┌─ RECORDS SUPPLIED

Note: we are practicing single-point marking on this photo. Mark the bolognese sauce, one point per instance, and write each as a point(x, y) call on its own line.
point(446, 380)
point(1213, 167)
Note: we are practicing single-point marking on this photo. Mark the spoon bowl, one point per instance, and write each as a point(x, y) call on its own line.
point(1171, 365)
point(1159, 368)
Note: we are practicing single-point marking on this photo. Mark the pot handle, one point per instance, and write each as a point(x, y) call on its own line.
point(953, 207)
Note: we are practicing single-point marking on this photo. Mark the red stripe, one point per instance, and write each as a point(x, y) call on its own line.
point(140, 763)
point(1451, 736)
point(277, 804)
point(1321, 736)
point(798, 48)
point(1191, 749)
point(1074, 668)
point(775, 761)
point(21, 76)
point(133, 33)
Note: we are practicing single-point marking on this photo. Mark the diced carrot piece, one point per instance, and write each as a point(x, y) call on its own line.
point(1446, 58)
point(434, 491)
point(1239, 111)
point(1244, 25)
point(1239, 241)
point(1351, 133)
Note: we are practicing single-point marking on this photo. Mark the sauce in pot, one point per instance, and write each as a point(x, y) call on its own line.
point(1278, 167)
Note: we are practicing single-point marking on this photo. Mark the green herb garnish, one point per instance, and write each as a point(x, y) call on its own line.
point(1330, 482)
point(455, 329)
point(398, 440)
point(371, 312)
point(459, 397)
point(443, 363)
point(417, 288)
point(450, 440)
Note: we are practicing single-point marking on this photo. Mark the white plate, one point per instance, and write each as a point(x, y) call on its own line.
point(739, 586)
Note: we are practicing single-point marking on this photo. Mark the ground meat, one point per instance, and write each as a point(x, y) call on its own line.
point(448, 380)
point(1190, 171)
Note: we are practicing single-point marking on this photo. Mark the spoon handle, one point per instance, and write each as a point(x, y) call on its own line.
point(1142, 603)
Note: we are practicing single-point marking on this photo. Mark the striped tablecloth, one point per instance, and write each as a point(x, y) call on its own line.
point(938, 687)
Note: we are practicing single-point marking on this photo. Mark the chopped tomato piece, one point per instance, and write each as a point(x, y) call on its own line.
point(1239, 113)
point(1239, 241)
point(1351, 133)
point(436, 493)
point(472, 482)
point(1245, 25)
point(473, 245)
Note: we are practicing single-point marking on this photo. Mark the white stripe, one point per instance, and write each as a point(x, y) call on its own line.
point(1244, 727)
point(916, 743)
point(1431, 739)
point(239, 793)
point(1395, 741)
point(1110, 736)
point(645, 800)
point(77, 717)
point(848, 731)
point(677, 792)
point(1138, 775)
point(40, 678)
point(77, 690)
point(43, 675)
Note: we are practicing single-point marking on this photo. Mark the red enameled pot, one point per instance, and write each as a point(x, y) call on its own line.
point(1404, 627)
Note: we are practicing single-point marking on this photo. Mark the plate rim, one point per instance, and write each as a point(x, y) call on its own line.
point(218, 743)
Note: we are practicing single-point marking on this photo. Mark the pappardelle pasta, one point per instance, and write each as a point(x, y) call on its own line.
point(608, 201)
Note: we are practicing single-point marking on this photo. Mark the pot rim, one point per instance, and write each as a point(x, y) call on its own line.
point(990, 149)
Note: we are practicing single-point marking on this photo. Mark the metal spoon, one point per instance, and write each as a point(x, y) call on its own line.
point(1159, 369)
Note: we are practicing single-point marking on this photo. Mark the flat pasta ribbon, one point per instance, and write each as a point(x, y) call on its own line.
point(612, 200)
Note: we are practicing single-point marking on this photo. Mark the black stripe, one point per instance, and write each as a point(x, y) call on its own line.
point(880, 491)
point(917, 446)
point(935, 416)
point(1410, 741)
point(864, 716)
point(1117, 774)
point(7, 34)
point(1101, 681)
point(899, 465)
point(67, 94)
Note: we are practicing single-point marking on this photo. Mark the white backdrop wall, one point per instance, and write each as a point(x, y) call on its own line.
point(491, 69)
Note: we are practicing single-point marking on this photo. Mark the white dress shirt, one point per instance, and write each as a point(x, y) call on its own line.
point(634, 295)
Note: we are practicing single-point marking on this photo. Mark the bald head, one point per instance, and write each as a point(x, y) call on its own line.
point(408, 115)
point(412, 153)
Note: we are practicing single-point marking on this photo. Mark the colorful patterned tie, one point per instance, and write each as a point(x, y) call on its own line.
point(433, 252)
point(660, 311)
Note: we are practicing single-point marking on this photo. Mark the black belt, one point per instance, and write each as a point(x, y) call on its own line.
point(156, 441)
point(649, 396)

└─

- _PROBLEM DESCRIPTION_
Rewrite all the entries above with "single-point marking" swapped for "point annotation", leaving every other word and line unchanged.

- _OUTPUT FOR THIS TASK_
Note: we are practicing point annotation on this photo. Mark the bolognese sauce, one point per instance, and write each as a point(x, y) call on its own line.
point(446, 380)
point(1213, 167)
Note: we are practicing point annotation on this photo. Mark the spoon bowl, one point per instance, and write each as a point(x, y) call on its own line.
point(1171, 365)
point(1159, 368)
Note: we are practicing point annotation on this photo. Mark the pot handle, one point per instance, and write each as a point(x, y) call on its own line.
point(953, 207)
Note: we are practicing point annotation on this photo. Mark the red stripe, one point per instance, and write each as a point(x, y) call on its own line.
point(140, 763)
point(1451, 736)
point(277, 804)
point(1321, 736)
point(798, 48)
point(1191, 749)
point(1074, 668)
point(775, 761)
point(21, 76)
point(133, 33)
Note: we are practicing point annotation on this photo. Mark the diced carrot piece, one point per instance, and write each as a point(x, y) call on its own line.
point(1446, 58)
point(434, 491)
point(1239, 111)
point(1244, 25)
point(1239, 241)
point(1351, 133)
Note: we are practicing point annotation on this photo. Mark the sauce in pot, one point per instance, and write each as a point(x, y) call on its own line.
point(1278, 167)
Note: we are practicing point annotation on this photo. Mark the green herb garnish, one point per instance, and write each as a point(x, y) call on its own line.
point(1330, 482)
point(455, 329)
point(398, 440)
point(371, 312)
point(459, 397)
point(443, 363)
point(417, 288)
point(450, 440)
Note: we are practicing point annotation on this photo. Mark the white plate, one point per instance, and write each as a point(x, y) call on its own line.
point(739, 586)
Note: we are practicing point annotation on this photo. Mark the ground meat, one point per instance, and write each as a point(x, y) call on its own line.
point(448, 380)
point(1190, 171)
Note: we are practicing point annotation on this photo. Mark the spoon handle, one point per instance, and write each as a point(x, y) call on its own line.
point(1142, 603)
Note: we are practicing point annotation on this photo. Mark the striped tablecloth, one point per instance, and write each as a point(x, y) call on its own line.
point(938, 687)
Note: we are practicing point annotation on this photo. Mark the chopped tomato piece, one point per instance, and write each as a point(x, y) call on its own line.
point(1239, 113)
point(1239, 241)
point(1351, 133)
point(436, 493)
point(472, 482)
point(1245, 25)
point(473, 245)
Note: we are practicing point annotation on this photo. Mark the white stripe, one point per instance, and write each as a point(x, y) call on its own line.
point(1244, 727)
point(916, 743)
point(1431, 739)
point(239, 793)
point(1395, 741)
point(1110, 736)
point(645, 800)
point(77, 717)
point(848, 731)
point(677, 792)
point(1138, 775)
point(40, 678)
point(77, 690)
point(43, 675)
Note: we are practicing point annotation on this photo. Mark the red enameled pot, one point per instance, and write each as a point(x, y) call on its own line.
point(1404, 627)
Note: we are practicing point annotation on this photo. Mark the plate rim, one point per instance, and write each as a point(x, y) call on its own line.
point(218, 743)
Note: we are practicing point annotation on this photo. Mark the pappardelle pasta, one point per instance, and write each as a point(x, y) call on its own line.
point(608, 201)
Note: we are practicing point annotation on this photo. Mark the pot rim, one point per instance, and write each as a point(x, y) call on its own line.
point(990, 149)
Note: we are practicing point annotation on this photo. Mark the metal spoon, one point per instance, and write each as a point(x, y) call on its own line.
point(1159, 369)
Note: we are practicing point annotation on this photo. Mark the flat pasta ribbon, one point per instance, and write each as a point(x, y) call on its own line.
point(612, 200)
Note: we are practicing point annotation on this photo. Mark the black stripe, one point per instance, and write each as a point(x, y) call on its own line.
point(880, 491)
point(917, 446)
point(935, 416)
point(1410, 741)
point(864, 716)
point(1117, 774)
point(7, 34)
point(1101, 681)
point(899, 465)
point(67, 94)
Note: we are practicing point annotation on this photo. Mark the white backdrop wall, one point per instance, and write each as a point(x, y) call on its own line.
point(491, 69)
Note: we are practicing point annotation on this photo. Mark the white dress shirt, one point per instance, and write each as a point(x, y) call on its own line.
point(634, 295)
Note: we are practicing point annotation on this photo. Mark the bald head, one point per instance, and write each as a point(x, y) call on its own line.
point(408, 115)
point(412, 153)
Note: we are practicing point annotation on this photo. Mark the colorful patterned tie, one point per instance, and write each as a point(x, y) call on its own line.
point(433, 252)
point(660, 311)
Note: we are practicing point annotation on this photo. Mark the black belt, one point per instance, and write each as a point(x, y) call on its own line.
point(156, 441)
point(649, 396)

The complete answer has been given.